• Stated exercise
Transcribe all the records exactly and omit any images they hold.

• Records provided

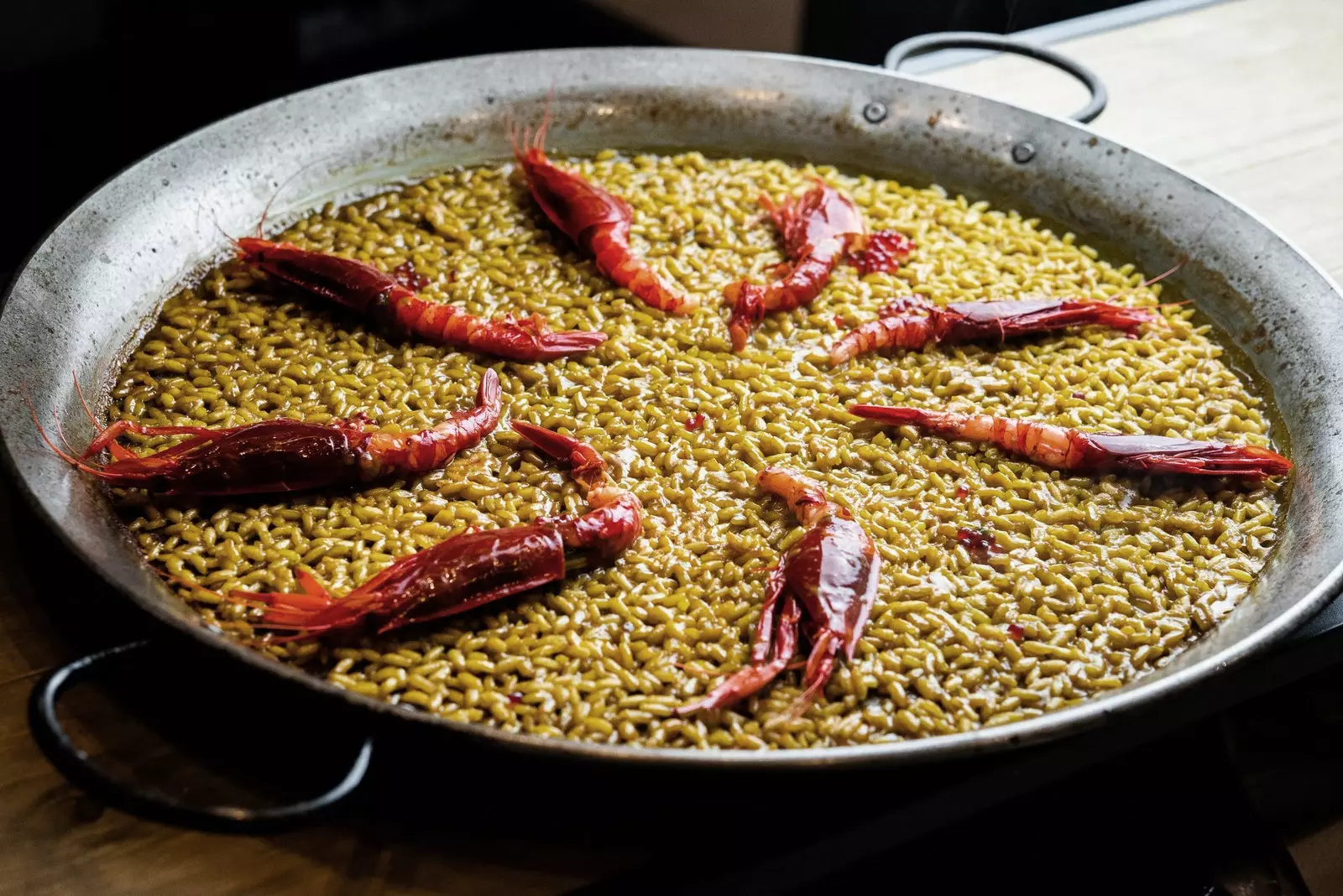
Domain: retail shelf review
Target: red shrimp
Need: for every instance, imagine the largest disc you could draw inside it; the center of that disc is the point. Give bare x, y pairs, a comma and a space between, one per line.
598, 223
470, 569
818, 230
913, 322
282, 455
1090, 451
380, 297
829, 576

• Solution to this exercise
Domain: retail shelf review
Target: red shrimp
Need: for every instance, imagine the largest disc you could draw inside it; the center of that disc is the point. Give bare x, y pairs, a comma and a space between, one per line.
598, 223
470, 569
818, 230
913, 322
282, 455
1090, 451
380, 297
829, 576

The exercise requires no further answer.